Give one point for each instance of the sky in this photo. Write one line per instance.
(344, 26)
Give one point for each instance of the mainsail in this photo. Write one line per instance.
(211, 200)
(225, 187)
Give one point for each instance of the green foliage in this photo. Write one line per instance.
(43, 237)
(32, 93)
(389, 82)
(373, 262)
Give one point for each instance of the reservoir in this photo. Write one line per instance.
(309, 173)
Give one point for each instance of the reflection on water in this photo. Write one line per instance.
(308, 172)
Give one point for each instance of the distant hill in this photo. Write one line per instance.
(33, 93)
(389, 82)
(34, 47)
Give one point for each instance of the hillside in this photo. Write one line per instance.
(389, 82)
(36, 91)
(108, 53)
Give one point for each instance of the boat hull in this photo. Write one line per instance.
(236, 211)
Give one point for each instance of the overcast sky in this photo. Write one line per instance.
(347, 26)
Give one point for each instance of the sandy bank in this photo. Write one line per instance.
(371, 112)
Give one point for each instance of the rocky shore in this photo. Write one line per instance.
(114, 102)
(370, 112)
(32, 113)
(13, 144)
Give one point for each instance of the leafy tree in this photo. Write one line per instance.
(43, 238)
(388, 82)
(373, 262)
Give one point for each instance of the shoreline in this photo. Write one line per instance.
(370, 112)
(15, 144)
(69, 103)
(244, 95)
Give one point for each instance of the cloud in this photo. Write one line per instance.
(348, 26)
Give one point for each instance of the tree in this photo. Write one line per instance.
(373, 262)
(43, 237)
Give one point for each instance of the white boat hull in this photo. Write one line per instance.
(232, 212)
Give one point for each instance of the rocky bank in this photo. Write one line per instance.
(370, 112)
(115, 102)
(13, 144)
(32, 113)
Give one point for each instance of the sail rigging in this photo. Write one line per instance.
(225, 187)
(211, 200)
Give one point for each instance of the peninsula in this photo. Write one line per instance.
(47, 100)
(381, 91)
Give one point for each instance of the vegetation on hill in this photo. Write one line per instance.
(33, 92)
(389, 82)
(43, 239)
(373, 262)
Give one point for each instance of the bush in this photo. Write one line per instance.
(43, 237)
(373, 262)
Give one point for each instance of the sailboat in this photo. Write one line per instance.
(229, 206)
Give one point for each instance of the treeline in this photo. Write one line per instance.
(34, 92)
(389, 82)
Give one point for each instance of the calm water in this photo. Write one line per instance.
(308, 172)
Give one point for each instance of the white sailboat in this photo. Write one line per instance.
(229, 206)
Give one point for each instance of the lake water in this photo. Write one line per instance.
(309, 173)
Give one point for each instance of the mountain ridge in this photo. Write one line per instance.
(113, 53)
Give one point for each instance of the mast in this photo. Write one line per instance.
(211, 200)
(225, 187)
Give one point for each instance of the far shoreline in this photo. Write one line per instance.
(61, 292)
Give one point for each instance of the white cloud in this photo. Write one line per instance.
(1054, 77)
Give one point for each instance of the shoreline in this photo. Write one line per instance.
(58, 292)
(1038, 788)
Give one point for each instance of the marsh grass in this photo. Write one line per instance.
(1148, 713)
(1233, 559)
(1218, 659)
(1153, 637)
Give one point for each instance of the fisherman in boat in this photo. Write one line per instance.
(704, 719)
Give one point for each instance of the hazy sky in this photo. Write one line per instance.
::::::
**The request:**
Each entry above is to be set down again in exactly the same words.

**Response:**
Give one point for each instance of the sky in this photo. Write one line per instance.
(344, 26)
Give one point for each instance of the mainsail in this photo. Write one line per instance.
(211, 200)
(225, 187)
Give one point for each instance of the green foliage in this photo. Write one line per instance.
(43, 237)
(32, 93)
(389, 82)
(373, 262)
Give one point for each instance of the reservoir in this photo. Write one line per instance.
(309, 173)
Give one point for each instance of the reflection on water in this photo. Write one line per instance.
(308, 172)
Give one point for each instance of the distant hill in this photo. Write one line per instance.
(33, 93)
(389, 82)
(34, 47)
Give one point for each instance of the hillside in this photo. Write one line per instance.
(389, 82)
(36, 91)
(108, 53)
Give one point for each instance of the boat hull in this photo. Write one line per instance.
(236, 211)
Give one point for each instance of the overcast sky in this photo. Write one line per instance.
(347, 26)
Give one point for each instance of the sandy bank in this photo. Write one line per instance.
(371, 112)
Give one point for each instance of the rocky shore in this photo. Write one line per instance.
(114, 102)
(370, 112)
(32, 113)
(13, 144)
Give one point for each instance of the leafy tree in this photo. Write one line per instance.
(43, 238)
(388, 82)
(373, 262)
Give one point for each instance of the shoreline in this photo. Write one line per instance.
(370, 112)
(15, 144)
(69, 103)
(244, 95)
Give one point for each instance of the cloud in this photo. Write one line per instance.
(348, 26)
Give one point for each instance of the tree in this photo. Write one line per instance.
(373, 262)
(43, 237)
Give one point for each instance of the white boat hull in this photo. Write one line per instance.
(232, 212)
Give one point for each instance of the rocky bank in this photo. Write one line per instance.
(370, 112)
(115, 102)
(13, 144)
(32, 113)
Give one point for each instance of the sail rigging in this photo. Write one line per instance.
(225, 187)
(211, 200)
Give one point for each instance of the peninsula in this photo. Write one line per instance.
(47, 100)
(381, 91)
Give one point for each instance of the vegetation on hill in this photo. Write one line per instance.
(33, 92)
(389, 82)
(43, 239)
(373, 262)
Give one point for each instance of the bush in this photo. Write one line per instance.
(43, 237)
(373, 262)
Give one point for each instance of the sailboat in this photo. Write one line per instance.
(229, 206)
Give one point for each instance of the treeline in this photo. Write one line per instance.
(34, 92)
(389, 82)
Give one point for each instance of the calm water in this photo. Write one line per instance.
(308, 172)
Give one point for each instance of the white sailboat in this photo. Write one line per instance.
(229, 206)
Give one point for each instance of the lake water in this photo. Write one line per instance.
(309, 173)
Give one point for each instance of the mountain ridge in this photo. Write one line per instance.
(113, 53)
Give one point for each instance of the mast in this photo. Write one line per instance.
(211, 200)
(225, 187)
Give one point for each instance of the far shoreline in this photo. Write one line per instance.
(61, 292)
Give one point for each instance of the white cloud in this photo. Write one line per instance.
(1054, 77)
Give one point for each instance of the shoreline in this photo. Write one line per instance.
(58, 292)
(1038, 788)
Give one point for each instance of the marsh grass in this photo. Write one line per instance.
(1148, 713)
(1233, 559)
(1218, 659)
(1153, 637)
Give one point for each instance of the fisherman in boat in this photo. Write one line per instance.
(704, 719)
Give one point for each instance of the hazy sky in this photo. Write one line per instance.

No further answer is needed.